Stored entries

Content starts

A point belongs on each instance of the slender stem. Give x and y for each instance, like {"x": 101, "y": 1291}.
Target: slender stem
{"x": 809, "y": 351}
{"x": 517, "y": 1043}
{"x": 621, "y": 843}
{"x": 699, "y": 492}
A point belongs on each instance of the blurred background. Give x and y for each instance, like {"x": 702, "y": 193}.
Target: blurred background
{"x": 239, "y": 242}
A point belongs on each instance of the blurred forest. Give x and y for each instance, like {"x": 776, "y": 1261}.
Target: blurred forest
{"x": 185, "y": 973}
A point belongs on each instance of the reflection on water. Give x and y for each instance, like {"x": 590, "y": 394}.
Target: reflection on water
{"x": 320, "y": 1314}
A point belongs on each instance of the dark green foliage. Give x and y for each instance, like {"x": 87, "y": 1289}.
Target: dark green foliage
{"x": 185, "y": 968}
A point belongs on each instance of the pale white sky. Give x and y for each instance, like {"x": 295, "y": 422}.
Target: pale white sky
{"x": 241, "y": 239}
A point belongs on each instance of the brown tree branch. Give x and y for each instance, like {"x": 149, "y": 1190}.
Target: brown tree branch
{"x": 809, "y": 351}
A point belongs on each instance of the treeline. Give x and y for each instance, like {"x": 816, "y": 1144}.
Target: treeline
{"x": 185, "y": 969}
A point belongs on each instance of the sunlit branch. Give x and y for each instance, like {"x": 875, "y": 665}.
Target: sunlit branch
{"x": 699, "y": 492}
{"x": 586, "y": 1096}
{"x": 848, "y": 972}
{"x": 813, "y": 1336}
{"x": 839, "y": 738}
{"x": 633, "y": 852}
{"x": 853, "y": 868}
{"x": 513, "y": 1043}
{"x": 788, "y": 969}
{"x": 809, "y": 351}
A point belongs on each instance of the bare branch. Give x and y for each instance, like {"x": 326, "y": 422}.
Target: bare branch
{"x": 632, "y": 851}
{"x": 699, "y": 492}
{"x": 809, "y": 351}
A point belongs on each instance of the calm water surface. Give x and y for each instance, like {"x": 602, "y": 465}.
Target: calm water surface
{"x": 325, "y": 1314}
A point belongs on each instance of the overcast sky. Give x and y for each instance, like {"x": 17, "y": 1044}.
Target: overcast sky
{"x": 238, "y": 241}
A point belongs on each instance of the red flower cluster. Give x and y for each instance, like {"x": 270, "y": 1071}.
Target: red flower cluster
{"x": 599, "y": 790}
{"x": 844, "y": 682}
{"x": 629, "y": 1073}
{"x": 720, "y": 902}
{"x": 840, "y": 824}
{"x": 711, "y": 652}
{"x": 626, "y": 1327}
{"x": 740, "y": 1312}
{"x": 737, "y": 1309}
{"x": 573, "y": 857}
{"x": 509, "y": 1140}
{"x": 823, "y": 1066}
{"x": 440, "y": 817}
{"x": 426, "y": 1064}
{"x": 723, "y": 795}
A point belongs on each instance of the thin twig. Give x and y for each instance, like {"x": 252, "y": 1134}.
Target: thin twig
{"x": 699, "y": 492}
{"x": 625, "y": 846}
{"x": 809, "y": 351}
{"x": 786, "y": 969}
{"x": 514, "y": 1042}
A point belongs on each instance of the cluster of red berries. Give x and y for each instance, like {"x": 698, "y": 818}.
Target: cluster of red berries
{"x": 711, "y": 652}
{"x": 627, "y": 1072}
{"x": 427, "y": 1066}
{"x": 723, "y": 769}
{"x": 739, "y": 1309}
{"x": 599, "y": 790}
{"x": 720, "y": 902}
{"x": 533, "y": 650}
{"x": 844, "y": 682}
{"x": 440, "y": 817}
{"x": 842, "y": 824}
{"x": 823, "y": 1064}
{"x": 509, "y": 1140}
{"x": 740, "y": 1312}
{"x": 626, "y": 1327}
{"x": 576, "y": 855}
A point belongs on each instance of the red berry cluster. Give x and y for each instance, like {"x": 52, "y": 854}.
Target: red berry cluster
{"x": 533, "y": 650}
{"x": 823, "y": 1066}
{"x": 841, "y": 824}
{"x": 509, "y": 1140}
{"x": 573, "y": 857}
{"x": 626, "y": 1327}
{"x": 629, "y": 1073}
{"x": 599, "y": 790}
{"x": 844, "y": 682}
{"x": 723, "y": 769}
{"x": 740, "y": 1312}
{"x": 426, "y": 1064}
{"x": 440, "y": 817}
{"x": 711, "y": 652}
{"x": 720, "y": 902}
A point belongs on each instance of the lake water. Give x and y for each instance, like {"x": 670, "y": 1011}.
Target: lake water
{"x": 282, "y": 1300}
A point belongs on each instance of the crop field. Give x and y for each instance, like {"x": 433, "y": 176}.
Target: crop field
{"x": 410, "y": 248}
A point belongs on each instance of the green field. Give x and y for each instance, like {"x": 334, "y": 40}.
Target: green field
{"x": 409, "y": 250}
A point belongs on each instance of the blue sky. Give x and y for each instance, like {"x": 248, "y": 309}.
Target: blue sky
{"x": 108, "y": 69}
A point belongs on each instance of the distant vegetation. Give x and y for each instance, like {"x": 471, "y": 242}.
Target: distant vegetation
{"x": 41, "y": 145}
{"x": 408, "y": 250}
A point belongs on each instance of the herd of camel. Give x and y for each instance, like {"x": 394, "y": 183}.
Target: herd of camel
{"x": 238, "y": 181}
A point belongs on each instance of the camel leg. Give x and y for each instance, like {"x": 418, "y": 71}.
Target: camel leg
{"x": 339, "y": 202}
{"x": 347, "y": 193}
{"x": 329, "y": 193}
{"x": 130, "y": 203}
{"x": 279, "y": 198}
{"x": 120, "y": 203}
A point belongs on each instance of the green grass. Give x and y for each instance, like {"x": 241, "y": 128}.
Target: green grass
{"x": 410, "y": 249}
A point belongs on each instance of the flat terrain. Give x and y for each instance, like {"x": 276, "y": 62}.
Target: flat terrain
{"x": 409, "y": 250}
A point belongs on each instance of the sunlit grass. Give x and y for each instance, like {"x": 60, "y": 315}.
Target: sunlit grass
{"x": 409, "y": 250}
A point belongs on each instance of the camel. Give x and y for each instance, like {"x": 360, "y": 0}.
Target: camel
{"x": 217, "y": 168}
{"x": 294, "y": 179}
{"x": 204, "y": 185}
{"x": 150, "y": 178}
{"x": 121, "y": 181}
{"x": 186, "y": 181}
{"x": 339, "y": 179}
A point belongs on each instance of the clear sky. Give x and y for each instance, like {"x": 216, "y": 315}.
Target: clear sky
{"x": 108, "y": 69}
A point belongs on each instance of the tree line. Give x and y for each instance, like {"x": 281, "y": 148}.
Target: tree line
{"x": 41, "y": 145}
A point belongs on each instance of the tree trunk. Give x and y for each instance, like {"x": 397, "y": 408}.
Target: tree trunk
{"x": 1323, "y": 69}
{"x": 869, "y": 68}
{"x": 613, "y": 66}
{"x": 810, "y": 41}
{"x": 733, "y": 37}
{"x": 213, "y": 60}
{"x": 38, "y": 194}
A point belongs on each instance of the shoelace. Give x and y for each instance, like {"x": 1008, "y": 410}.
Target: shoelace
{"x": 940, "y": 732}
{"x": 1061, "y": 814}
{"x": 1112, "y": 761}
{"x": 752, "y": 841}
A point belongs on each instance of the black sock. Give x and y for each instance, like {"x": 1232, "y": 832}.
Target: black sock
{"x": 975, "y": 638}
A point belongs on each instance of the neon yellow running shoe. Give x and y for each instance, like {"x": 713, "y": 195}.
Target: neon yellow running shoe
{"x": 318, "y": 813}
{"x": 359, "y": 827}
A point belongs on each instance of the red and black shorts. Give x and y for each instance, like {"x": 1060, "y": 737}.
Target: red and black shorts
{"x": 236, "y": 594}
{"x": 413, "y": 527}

Content ends

Reproduce every record above exactly as it is written.

— Solution for this task —
A point belongs on each instance of the slender stem. Give x and y for each instance, like {"x": 101, "y": 1291}.
Target: slender stem
{"x": 809, "y": 351}
{"x": 517, "y": 1043}
{"x": 621, "y": 843}
{"x": 699, "y": 492}
A point belongs on each instance of the blurred background. Give x and y for each instance, like {"x": 702, "y": 193}.
Target: blurred background
{"x": 239, "y": 242}
A point belongs on each instance of the blurred forest. Give x and y for each instance, like {"x": 776, "y": 1261}.
Target: blurred forest
{"x": 185, "y": 973}
A point belongs on each instance of the reflection on water. Give x and y for each instance, like {"x": 590, "y": 394}.
Target: reflection on water
{"x": 320, "y": 1314}
A point belongs on each instance of the dark green foliage. Give x and y for each instance, like {"x": 87, "y": 1289}.
Target: dark green foliage
{"x": 185, "y": 968}
A point belongs on each instance of the pale white sky. Give x and y for each instance, like {"x": 295, "y": 422}.
Target: pale white sky
{"x": 241, "y": 239}
A point belongs on each instance of the brown tree branch. Give x and y for each instance, like {"x": 149, "y": 1190}.
Target: brown tree branch
{"x": 809, "y": 351}
A point belongs on each instance of the treeline. Give x and y for each instance, like {"x": 816, "y": 1144}.
Target: treeline
{"x": 185, "y": 969}
A point belongs on each instance of the sunlit branch. Give x and y for each instance, like {"x": 875, "y": 665}.
Target: sunlit branch
{"x": 699, "y": 492}
{"x": 586, "y": 1096}
{"x": 848, "y": 972}
{"x": 813, "y": 1336}
{"x": 839, "y": 738}
{"x": 633, "y": 852}
{"x": 853, "y": 868}
{"x": 513, "y": 1043}
{"x": 788, "y": 969}
{"x": 809, "y": 351}
A point belongs on each instance of the bare branch. Give x and y for each instance, like {"x": 326, "y": 422}.
Target: bare branch
{"x": 632, "y": 851}
{"x": 699, "y": 492}
{"x": 809, "y": 351}
A point belongs on each instance of the calm water surface. Give x and y for each instance, like {"x": 602, "y": 465}.
Target: calm water surface
{"x": 325, "y": 1314}
A point belongs on each instance of the overcast sky. Give x and y for each instance, like {"x": 17, "y": 1044}.
Target: overcast sky
{"x": 238, "y": 241}
A point belongs on each instance of the red flower cluster. Give x and y for each instance, like {"x": 270, "y": 1071}.
Target: red flower cluster
{"x": 599, "y": 790}
{"x": 844, "y": 682}
{"x": 629, "y": 1073}
{"x": 720, "y": 902}
{"x": 840, "y": 824}
{"x": 711, "y": 652}
{"x": 626, "y": 1327}
{"x": 740, "y": 1312}
{"x": 737, "y": 1309}
{"x": 573, "y": 857}
{"x": 509, "y": 1140}
{"x": 823, "y": 1066}
{"x": 440, "y": 817}
{"x": 426, "y": 1064}
{"x": 723, "y": 795}
A point belongs on each instance of the thin twig. Give x and y for each instance, like {"x": 252, "y": 1134}.
Target: thin twig
{"x": 699, "y": 492}
{"x": 625, "y": 846}
{"x": 809, "y": 351}
{"x": 786, "y": 969}
{"x": 514, "y": 1042}
A point belongs on each instance of the cluster of red berries. Give x and y for each instance, like {"x": 698, "y": 818}.
Target: cluster of red berries
{"x": 711, "y": 652}
{"x": 627, "y": 1072}
{"x": 427, "y": 1066}
{"x": 723, "y": 769}
{"x": 739, "y": 1309}
{"x": 599, "y": 790}
{"x": 720, "y": 902}
{"x": 533, "y": 650}
{"x": 844, "y": 682}
{"x": 440, "y": 817}
{"x": 842, "y": 824}
{"x": 823, "y": 1064}
{"x": 509, "y": 1140}
{"x": 740, "y": 1312}
{"x": 626, "y": 1327}
{"x": 576, "y": 855}
A point belongs on each instance of the red berry cluster. Give x and y for each instance, like {"x": 52, "y": 854}.
Target: red berry cluster
{"x": 533, "y": 650}
{"x": 823, "y": 1066}
{"x": 841, "y": 824}
{"x": 509, "y": 1140}
{"x": 573, "y": 857}
{"x": 626, "y": 1327}
{"x": 629, "y": 1073}
{"x": 599, "y": 790}
{"x": 844, "y": 682}
{"x": 723, "y": 769}
{"x": 740, "y": 1312}
{"x": 426, "y": 1064}
{"x": 440, "y": 817}
{"x": 711, "y": 652}
{"x": 720, "y": 902}
A point belongs on each instance of the lake water. Give x and y for each instance, like {"x": 670, "y": 1011}.
Target: lake water
{"x": 282, "y": 1300}
A point belongs on each instance of the crop field. Give x and y for each instance, like {"x": 433, "y": 176}.
Target: crop field
{"x": 410, "y": 248}
A point belongs on each instance of the green field. Give x and y for each instance, like {"x": 334, "y": 40}.
Target: green field
{"x": 409, "y": 250}
A point belongs on each instance of the blue sky. Give x and y for each instance, like {"x": 248, "y": 309}.
Target: blue sky
{"x": 108, "y": 69}
A point belongs on each instance of the distant vegetation. Give x and y for each instance, like {"x": 471, "y": 242}.
Target: distant vegetation
{"x": 41, "y": 145}
{"x": 408, "y": 250}
A point belongs on each instance of the herd of camel. Give x and y for each instance, like {"x": 394, "y": 183}.
Target: herd of camel
{"x": 238, "y": 181}
A point belongs on each instance of the camel leg. Give x and y for each instance, like {"x": 418, "y": 71}.
Target: camel leg
{"x": 339, "y": 202}
{"x": 347, "y": 193}
{"x": 329, "y": 193}
{"x": 130, "y": 203}
{"x": 279, "y": 198}
{"x": 120, "y": 203}
A point belongs on each instance of the green grass. Give x and y for each instance, like {"x": 241, "y": 128}.
Target: green grass
{"x": 410, "y": 249}
A point belongs on each instance of the flat terrain. Give x and y for each instance, like {"x": 276, "y": 62}.
Target: flat terrain
{"x": 409, "y": 250}
A point belongs on each instance of the sunlit grass. Give x and y for each instance, like {"x": 60, "y": 315}.
Target: sunlit grass
{"x": 409, "y": 250}
A point belongs on each instance of the camel. Give x and y for each instance, like {"x": 360, "y": 0}.
Target: camel
{"x": 217, "y": 168}
{"x": 294, "y": 179}
{"x": 204, "y": 185}
{"x": 150, "y": 178}
{"x": 121, "y": 181}
{"x": 186, "y": 181}
{"x": 339, "y": 179}
A point belongs on each instance of the clear sky. Give x and y for each instance, like {"x": 216, "y": 315}.
Target: clear sky
{"x": 108, "y": 69}
A point belongs on each instance of the tree line. Give x and y for each instance, like {"x": 281, "y": 148}.
Target: tree line
{"x": 41, "y": 145}
A point belongs on each instance of the tree trunk. Give x and y for each instance, like {"x": 397, "y": 408}.
Target: tree trunk
{"x": 1323, "y": 69}
{"x": 869, "y": 68}
{"x": 613, "y": 66}
{"x": 810, "y": 41}
{"x": 733, "y": 37}
{"x": 213, "y": 60}
{"x": 38, "y": 194}
A point belongs on each instance of the shoelace. Give x and y for each instance, like {"x": 1008, "y": 410}.
Target: shoelace
{"x": 940, "y": 732}
{"x": 1061, "y": 814}
{"x": 1112, "y": 761}
{"x": 752, "y": 841}
A point belongs on each instance of the black sock. Give x and y for each instance, like {"x": 1232, "y": 832}.
Target: black sock
{"x": 975, "y": 638}
A point belongs on each instance of the neon yellow running shoe. Give x and y for each instance, like {"x": 713, "y": 195}.
Target: neon yellow running shoe
{"x": 318, "y": 813}
{"x": 359, "y": 827}
A point belongs on each instance of the red and black shorts. Give x and y for each instance, like {"x": 1060, "y": 737}.
Target: red and black shorts
{"x": 236, "y": 594}
{"x": 413, "y": 527}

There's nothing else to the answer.